## START Record excerpts

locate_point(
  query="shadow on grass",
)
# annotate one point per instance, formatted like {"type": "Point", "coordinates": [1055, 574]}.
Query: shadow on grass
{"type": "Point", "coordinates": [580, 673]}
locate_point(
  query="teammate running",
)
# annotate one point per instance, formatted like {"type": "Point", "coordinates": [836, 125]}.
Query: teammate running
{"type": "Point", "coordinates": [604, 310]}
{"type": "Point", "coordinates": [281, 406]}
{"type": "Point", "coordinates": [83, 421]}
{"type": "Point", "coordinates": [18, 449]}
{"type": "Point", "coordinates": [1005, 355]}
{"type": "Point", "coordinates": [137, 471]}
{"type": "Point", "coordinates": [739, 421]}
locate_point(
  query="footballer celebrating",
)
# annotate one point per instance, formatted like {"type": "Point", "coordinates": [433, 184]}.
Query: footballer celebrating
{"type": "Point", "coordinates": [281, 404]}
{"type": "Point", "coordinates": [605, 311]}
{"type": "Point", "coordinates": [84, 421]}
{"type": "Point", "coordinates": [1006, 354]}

## END Record excerpts

_Written request_. Please pick out every line of the listing above that contains the word "instance". Case counts.

_Task response_.
# annotate one point per instance, formatted like {"type": "Point", "coordinates": [1055, 574]}.
# annotate one point per instance, formatted like {"type": "Point", "coordinates": [836, 125]}.
# annotate one point per instance, formatted like {"type": "Point", "coordinates": [433, 184]}.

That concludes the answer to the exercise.